→ Data for the task:
^^^^^^^^

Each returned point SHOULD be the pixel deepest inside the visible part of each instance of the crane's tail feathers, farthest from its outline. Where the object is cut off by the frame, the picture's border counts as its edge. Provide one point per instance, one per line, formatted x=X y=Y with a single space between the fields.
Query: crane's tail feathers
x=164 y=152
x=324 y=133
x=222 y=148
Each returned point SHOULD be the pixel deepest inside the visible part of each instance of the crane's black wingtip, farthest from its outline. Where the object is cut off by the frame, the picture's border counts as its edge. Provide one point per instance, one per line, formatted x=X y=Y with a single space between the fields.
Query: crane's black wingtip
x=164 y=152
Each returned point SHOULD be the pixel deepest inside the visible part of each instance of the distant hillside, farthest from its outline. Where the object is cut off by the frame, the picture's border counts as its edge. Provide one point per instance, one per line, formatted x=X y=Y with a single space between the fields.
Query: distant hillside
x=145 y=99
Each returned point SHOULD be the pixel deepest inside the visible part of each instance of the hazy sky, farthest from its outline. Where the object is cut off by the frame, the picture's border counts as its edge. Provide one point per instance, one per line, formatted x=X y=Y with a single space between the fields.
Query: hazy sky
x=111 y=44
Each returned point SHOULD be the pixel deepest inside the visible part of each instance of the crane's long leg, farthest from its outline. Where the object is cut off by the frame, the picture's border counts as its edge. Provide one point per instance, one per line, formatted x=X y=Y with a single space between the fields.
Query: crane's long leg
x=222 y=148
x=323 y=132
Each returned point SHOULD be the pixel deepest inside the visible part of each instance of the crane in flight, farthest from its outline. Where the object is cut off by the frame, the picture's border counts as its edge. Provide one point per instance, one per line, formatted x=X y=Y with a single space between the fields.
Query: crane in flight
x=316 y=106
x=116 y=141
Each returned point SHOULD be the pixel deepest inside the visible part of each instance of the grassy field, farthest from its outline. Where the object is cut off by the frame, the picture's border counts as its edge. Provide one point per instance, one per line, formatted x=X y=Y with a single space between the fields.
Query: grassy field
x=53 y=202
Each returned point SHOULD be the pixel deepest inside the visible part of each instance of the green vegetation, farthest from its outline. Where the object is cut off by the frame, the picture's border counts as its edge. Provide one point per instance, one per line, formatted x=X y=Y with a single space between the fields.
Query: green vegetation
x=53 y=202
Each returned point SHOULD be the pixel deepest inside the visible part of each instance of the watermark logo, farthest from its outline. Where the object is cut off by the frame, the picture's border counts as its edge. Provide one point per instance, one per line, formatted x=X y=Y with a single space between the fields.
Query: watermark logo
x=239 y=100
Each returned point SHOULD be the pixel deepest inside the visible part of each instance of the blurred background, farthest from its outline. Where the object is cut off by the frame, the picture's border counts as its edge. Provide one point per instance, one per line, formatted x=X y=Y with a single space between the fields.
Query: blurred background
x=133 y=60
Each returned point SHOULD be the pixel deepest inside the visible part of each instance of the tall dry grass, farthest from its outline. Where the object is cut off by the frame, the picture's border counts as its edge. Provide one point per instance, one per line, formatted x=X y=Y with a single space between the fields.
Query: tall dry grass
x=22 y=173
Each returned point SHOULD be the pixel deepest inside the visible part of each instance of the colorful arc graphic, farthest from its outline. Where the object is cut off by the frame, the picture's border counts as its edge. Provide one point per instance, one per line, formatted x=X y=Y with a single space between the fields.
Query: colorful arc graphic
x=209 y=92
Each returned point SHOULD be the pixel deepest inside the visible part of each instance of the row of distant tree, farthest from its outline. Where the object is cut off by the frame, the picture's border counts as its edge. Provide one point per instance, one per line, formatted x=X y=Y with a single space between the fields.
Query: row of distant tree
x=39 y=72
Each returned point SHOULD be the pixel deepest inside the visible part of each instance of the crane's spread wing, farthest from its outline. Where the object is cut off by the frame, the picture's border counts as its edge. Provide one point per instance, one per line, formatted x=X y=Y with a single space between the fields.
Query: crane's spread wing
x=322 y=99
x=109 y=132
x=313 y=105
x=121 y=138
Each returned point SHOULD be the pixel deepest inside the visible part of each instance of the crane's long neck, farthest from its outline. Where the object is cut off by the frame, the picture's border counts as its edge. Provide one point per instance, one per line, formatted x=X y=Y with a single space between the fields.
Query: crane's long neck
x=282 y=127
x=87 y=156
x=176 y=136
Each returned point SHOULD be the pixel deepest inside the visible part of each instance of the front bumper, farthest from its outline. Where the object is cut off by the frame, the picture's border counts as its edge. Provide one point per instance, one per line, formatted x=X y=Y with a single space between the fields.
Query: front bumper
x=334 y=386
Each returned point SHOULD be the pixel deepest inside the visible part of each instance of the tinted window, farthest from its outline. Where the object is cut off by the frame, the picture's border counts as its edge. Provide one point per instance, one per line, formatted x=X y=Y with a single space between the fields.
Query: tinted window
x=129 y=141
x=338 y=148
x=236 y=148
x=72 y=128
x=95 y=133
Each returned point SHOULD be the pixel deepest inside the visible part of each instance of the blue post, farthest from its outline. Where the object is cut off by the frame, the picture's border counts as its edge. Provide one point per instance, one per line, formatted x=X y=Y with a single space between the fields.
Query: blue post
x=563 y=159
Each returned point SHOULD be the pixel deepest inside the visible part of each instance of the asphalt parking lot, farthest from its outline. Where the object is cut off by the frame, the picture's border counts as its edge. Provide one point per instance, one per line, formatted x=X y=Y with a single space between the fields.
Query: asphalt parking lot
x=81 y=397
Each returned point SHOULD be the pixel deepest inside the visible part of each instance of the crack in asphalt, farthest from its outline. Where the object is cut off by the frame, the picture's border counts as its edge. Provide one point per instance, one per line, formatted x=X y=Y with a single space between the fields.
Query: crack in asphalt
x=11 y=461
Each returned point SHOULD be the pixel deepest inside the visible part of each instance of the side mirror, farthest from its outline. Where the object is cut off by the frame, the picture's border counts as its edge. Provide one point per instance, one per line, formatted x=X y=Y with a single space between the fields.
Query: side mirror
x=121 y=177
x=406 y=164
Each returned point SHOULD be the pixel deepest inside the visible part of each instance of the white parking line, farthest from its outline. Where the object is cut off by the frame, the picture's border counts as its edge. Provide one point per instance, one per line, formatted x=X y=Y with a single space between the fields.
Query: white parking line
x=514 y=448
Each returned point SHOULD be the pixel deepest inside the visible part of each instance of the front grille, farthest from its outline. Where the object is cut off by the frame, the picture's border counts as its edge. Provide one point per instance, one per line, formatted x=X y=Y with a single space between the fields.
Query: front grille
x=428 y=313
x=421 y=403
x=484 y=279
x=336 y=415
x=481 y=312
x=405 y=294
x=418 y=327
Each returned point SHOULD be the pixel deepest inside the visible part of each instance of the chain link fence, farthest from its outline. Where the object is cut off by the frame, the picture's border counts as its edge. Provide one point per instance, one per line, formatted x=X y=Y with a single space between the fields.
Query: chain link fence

^^^^^^^^

→ Work required:
Write out every entry again so that each line matches the original exactly.

→ Final answer:
Each returned point SHOULD be the pixel deepest inside the visible part of each instance of the crane's tail feathers, farthest from its outline. Where the object is cut off by the frame, the picture's border counts as its edge. Provide one point per instance, one per line, formatted x=X y=Y with a single space between the fields.
Query: crane's tail feathers
x=164 y=152
x=324 y=133
x=222 y=148
Each returned point SHOULD be the pixel deepest inside the visible part of each instance of the crane's black wingtip, farthest from its outline. Where the object is cut off by the frame, the picture's border counts as its edge. Provide one point per instance, one per line, formatted x=X y=Y with a single space between the fields.
Query: crane's black wingtip
x=164 y=152
Each returned point SHOULD be the pixel deepest inside the visible part of each instance of the distant hillside, farthest from its outline. Where the object is cut off by the frame, the picture's border counts as its edge. Provide one point per instance, one per line, formatted x=X y=Y with a single space between the fields.
Query: distant hillside
x=145 y=99
Each returned point SHOULD be the pixel deepest inside the visible part of each instance of the hazy sky, farthest from its outline. Where the object is cut off by the frame, the picture's border counts as its edge. Provide one point per instance, one per line, formatted x=X y=Y with a single space between the fields.
Query: hazy sky
x=111 y=44
Each returned point SHOULD be the pixel deepest inside the visible part of each instance of the crane's long leg, farthest from its outline. Where the object is cut off by the frame, the picture's border counts as its edge. Provide one point per instance, one per line, formatted x=X y=Y with a single space between the fields.
Query: crane's long leg
x=222 y=148
x=323 y=132
Each returned point SHOULD be the pixel deepest inside the visible part of each instance of the crane in flight, farthest from its outline. Where the object is cut off by the frame, the picture's border counts as its edge. Provide one point per instance, one per line, formatted x=X y=Y with a single space between the fields.
Query: crane in flight
x=316 y=106
x=116 y=141
Each returned point SHOULD be the pixel deepest inside the visible part of each instance of the grassy field, farthest from its outline. Where the object is cut off by the frame, the picture's border counts as its edge. Provide one point per instance, one per line, formatted x=X y=Y with a single space between the fields.
Query: grassy field
x=53 y=202
Each returned point SHOULD be the pixel deepest inside the visible part of each instance of the green vegetation, farthest from its outline. Where the object is cut off by the frame, the picture's border counts as its edge. Provide one point per instance, one per line, formatted x=X y=Y with a single space between the fields.
Query: green vegetation
x=53 y=202
Each returned point SHOULD be the pixel deepest inside the visible part of each instance of the watermark logo, farthest from its outline. Where the object is cut off by the frame, the picture's border counts as its edge. Provide one point per instance, one per line, formatted x=X y=Y with a single space between the fields.
Query: watermark logo
x=239 y=100
Each returned point SHOULD be the pixel deepest inside the visible part of each instance of the blurred background, farthest from its outline. Where the object is cut off by the frame, the picture's border counts as its edge. Provide one point per instance, one per line, formatted x=X y=Y with a single space between the fields.
Query: blurred background
x=133 y=60
Each returned point SHOULD be the pixel deepest inside the visible part of each instance of the tall dry grass, farthest from its outline. Where the object is cut off by the frame, the picture's border counts as its edge. Provide one point per instance, one per line, formatted x=X y=Y with a single space between the fields.
Query: tall dry grass
x=22 y=173
Each returned point SHOULD be the pixel deepest inside the visible part of each instance of the colorful arc graphic, farthest from its outline. Where the object is cut off by the frame, the picture's border counts as its edge. Provide one point per instance, one per line, formatted x=X y=Y with a single space between the fields.
Query: colorful arc graphic
x=209 y=92
Each returned point SHOULD be the pixel deepest inside the visible part of each instance of the row of distant tree, farthest from its outline. Where the object is cut off by the frame, the picture's border counts as its edge. Provide one point per instance, one per line, formatted x=X y=Y with a single space between the fields.
Query: row of distant tree
x=39 y=72
Each returned point SHOULD be the pixel deepest inside the visible part of each instance of the crane's spread wing, farthest from its outline. Where the object is cut off by the frame, the picture's border counts as its edge. Provide one point per instance, one per line, formatted x=X y=Y with a single space between the fields.
Query: crane's spread wing
x=322 y=99
x=109 y=132
x=313 y=105
x=121 y=138
Each returned point SHOULD be the pixel deepest inside the visible part of each instance of the crane's long neck, farthest from its outline. Where the object is cut off by the frame, the picture's border counts as its edge. Provide one point per instance, one per line, formatted x=X y=Y with a single space between the fields.
Query: crane's long neck
x=282 y=127
x=87 y=156
x=176 y=136
Each returned point SHOULD be the pixel deepest inside the visible part of each instance of the front bumper, farthest from its outline. Where the object is cut off by the frame, the picture's border counts as its edge. Provide one point per instance, one per line, formatted x=X y=Y with a single space between the fields.
Query: front bumper
x=334 y=386
Each returned point SHOULD be the pixel deepest inside the visible part of each instance of the tinted window, farthest from its outline. Where the object is cut off by the frame, the picture's border counts as its edge. Provide one point per instance, one per line, formatted x=X y=Y with a single space between the fields.
Query: tinted window
x=129 y=141
x=338 y=148
x=236 y=148
x=72 y=128
x=95 y=133
Each returned point SHOULD be the pixel deepest inside the visible part of each instance of the blue post, farthest from its outline. Where the object is cut off by the frame, the picture's border counts as its edge. Provide one point per instance, one per line, formatted x=X y=Y with a single space between the fields.
Query: blue post
x=563 y=159
Each returned point SHOULD be the pixel deepest inside the visible part of each instance of the asphalt parking lot, farthest from its outline. Where the object is cut off by the frame, the picture's border counts as its edge. Provide one point per instance, one per line, formatted x=X y=Y with a single space between the fields.
Query: asphalt parking lot
x=81 y=397
Each returned point SHOULD be the pixel deepest inside the visible part of each instance of the crack in asphalt, farthest from its outline. Where the object is cut off by the frame, the picture's border counts as its edge. Provide one point per instance, one per line, formatted x=X y=Y with a single space between the fields.
Query: crack in asphalt
x=11 y=461
Each returned point SHOULD be the pixel deepest inside the visible part of each instance of the side mirror, farthest from its outline. Where the object is cut off by the frame, the picture's border counts as its edge. Provide one point per instance, one per line, formatted x=X y=Y with a single space between the fields.
Query: side mirror
x=121 y=177
x=406 y=164
Each returned point SHOULD be the pixel deepest inside the visible part of each instance of the white parking line, farthest from its outline. Where the object is cut off by the frame, the picture's border counts as its edge. Provide one point per instance, one per line, formatted x=X y=Y with a single space between the fields.
Query: white parking line
x=514 y=448
Each returned point SHOULD be the pixel deepest inside the visible part of each instance of the front grille, farthest from its outline. Where the object is cut off by the frame, the picture's border counts as its edge. Provide one point per instance, one per line, formatted x=X y=Y with a single space between the fields.
Query: front grille
x=428 y=313
x=421 y=403
x=484 y=279
x=336 y=415
x=481 y=312
x=405 y=294
x=418 y=327
Each returned point SHOULD be the pixel deepest inside the visible part of each instance of the chain link fence, farthest from its outline. Where the object is cut off by the frame, the picture's border counts as its edge. Provide one point per instance, one per line, formatted x=X y=Y with a single space between the fields.
Query: chain link fence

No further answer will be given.